(Page)
When I look at the world around me today I see so many lost little faces. Little people feeling disconnected and big people feeling like they missed out on something but knowing not quite what. I have friends who work fifty to sixty hours a week. They take two vacations a year and have two new cars. Their children all have the best video games and computers. They are very stressed people. I know parents that only work forty hours a week. Both parents mind you. They also have at least one new car and massive credit card debt to get their kids the latest games and phones and computers. They are very stressed people. The thing I find amusing is where these children can be found. Not where the brand new computers are, ours is many years and many repairs old. Not where the latest video game equipment is, we don’t own even one, wait I might still have an Atari. Yep, you guessed it, they’re all at my house, lamenting about their horrid math teacher or gushing about the hot guy in 3rd period while I’m stepping over a toddler and a husky (my pound rescue and my comic relief)trying to fit 2lbs of pasta into a pot designed for much less because my 5 year old is using the big pot for a homemade “science experiment.”. The children wandering in and out of our home range from 18 months to 20 years. And I wouldn’t have it any other way.

[Records for identifying positions]
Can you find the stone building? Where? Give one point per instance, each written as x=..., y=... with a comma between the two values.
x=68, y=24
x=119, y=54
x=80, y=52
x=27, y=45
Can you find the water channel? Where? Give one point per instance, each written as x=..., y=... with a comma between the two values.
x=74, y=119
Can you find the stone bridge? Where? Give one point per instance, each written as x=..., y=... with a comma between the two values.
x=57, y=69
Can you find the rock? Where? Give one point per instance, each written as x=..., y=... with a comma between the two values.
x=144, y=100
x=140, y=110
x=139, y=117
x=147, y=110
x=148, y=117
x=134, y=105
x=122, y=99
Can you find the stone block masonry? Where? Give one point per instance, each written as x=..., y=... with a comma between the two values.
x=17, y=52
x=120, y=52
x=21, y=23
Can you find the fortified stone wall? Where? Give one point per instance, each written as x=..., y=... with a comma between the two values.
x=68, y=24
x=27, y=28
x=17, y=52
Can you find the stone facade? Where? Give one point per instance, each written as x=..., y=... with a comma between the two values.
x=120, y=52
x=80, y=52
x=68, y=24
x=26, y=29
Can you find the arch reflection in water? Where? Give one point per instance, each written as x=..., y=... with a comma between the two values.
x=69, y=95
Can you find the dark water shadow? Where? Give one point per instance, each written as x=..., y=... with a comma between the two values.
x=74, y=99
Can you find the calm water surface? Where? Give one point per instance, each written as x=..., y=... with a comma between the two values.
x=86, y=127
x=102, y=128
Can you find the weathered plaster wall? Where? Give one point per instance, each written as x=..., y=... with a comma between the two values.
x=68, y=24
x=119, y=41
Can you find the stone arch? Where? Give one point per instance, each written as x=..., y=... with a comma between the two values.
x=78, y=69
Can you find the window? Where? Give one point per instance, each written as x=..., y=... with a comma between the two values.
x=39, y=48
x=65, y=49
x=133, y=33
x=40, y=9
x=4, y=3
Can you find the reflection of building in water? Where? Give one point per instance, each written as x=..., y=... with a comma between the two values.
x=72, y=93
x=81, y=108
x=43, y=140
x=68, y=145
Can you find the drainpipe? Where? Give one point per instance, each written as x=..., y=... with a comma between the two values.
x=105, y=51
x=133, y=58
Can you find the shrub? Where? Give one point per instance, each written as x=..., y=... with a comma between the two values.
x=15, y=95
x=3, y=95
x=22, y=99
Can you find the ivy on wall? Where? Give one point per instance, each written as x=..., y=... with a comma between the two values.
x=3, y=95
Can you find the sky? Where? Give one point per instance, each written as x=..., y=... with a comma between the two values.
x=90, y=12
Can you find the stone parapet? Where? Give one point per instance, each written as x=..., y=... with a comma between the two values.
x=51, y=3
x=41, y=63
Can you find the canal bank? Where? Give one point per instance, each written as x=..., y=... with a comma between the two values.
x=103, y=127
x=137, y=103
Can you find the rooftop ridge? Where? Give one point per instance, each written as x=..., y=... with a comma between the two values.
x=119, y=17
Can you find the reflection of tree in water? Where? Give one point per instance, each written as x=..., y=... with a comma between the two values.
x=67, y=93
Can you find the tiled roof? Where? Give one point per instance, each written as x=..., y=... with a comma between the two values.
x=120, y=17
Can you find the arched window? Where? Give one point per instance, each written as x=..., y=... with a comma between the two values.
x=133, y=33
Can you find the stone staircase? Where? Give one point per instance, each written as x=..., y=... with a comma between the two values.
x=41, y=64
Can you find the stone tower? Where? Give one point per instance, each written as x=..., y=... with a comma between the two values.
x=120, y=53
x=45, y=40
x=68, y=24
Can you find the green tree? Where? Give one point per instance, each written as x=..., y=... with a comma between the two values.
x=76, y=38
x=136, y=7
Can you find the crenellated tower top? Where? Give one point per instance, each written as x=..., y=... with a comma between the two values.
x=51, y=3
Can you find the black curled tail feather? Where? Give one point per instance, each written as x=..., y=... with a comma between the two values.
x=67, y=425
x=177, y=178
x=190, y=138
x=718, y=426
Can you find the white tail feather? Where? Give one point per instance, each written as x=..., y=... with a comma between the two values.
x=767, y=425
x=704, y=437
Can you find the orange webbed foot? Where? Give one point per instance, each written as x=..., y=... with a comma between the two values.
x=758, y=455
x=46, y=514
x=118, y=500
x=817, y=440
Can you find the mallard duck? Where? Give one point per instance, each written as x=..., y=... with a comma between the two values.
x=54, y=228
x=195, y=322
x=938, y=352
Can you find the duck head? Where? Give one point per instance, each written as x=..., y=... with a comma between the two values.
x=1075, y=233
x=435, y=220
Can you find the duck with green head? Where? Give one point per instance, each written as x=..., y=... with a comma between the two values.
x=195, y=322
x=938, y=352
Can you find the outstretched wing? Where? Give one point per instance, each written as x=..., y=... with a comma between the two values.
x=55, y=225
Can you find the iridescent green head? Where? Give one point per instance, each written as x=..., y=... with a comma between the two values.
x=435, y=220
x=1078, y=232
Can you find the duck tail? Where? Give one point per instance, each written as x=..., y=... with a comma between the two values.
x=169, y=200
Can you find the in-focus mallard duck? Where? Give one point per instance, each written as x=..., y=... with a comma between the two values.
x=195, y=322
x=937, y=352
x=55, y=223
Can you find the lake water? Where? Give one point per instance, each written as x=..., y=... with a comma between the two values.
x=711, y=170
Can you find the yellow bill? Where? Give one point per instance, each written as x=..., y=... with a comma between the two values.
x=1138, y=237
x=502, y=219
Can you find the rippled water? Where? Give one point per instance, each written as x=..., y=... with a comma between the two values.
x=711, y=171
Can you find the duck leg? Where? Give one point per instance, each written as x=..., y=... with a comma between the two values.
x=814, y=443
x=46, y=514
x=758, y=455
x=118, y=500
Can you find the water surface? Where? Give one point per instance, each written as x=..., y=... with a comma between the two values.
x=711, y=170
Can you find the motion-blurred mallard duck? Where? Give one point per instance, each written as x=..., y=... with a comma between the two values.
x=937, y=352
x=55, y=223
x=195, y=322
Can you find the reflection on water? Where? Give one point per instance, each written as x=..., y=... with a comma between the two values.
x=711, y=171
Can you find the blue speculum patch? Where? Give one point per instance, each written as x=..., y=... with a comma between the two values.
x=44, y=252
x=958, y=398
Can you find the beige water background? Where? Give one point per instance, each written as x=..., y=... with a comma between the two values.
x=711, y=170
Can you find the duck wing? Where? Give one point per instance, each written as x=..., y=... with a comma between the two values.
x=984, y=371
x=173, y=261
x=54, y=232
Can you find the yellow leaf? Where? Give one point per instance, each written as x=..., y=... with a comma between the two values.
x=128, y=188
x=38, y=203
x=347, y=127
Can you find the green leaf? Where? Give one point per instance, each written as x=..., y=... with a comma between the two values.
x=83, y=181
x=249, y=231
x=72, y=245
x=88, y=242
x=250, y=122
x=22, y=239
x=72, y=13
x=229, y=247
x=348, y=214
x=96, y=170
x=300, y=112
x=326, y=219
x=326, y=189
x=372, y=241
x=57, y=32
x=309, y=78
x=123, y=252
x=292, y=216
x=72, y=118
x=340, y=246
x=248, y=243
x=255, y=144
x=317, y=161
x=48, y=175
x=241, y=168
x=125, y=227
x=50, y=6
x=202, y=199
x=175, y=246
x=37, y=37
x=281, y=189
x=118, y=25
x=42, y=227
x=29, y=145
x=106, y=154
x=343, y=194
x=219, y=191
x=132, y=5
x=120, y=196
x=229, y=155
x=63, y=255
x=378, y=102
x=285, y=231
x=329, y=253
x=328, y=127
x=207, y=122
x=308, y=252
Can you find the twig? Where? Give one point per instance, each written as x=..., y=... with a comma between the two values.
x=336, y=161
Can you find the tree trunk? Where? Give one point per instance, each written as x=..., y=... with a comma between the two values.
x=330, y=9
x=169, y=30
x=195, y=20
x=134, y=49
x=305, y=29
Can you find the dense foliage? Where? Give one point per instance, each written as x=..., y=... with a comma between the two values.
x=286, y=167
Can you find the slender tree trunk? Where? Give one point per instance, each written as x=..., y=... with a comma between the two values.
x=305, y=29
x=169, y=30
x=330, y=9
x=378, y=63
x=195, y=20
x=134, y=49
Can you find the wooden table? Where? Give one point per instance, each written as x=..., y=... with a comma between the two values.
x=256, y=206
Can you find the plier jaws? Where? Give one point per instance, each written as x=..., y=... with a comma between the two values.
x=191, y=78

(Exercise A)
In the passage about home life, what ages do the children who wander in and out of the home range between?
(Exercise B)
Carry on the passage about home life, starting after its last sentence.
These rows come from a separate source.

(Task response A)
They range from 18 months to 20 years.

(Task response B)
We live comfortably, no new cars, no state of the art electronics but we’re not walking or taking the bus and we have cable. How we manage to get by is very simple, we prioritized. I’m not sacrificing anything by staying home to raise my children. Even if I did have to take the bus, have no TV and do without meat in my meal plans 6 of the 7 days a week it still wouldn’t be a sacrifice. (If that sounded a little specific, it was, we have had to do those things and I’d do them again, happily. Ooooh, there’s a word not used very often in conjunction with doing without.)

One of the little ones spent the night a while back. She was about 4 at the time. We got up on Saturday morning and took inventory. The only thing in the house we had enough of to feed us all was the makings for French Toast. She asked to call her mother about half way thru, I said sure and overheard her call. She had called home absolutely amazed that there was another way to make French Toast. Mom. she said, did you know that some French Toast is made with bread and eggs? Aunt Becky didn’t even put it in the toaster! Sacrifice? Please. My children will be raised with my beliefs and morals, not whoever the daycare center has making minimum wage pretending to give a rats ass about my children. I’ll know them well enough to see warning signs of future trouble and they’ll know me and my expectations. It occurs to me that instead of asking how much a person would sacrifice to be a stay at home Mother/Father, the question should be do you know what you’re sacrificing by not being a stay at home Mother/Father.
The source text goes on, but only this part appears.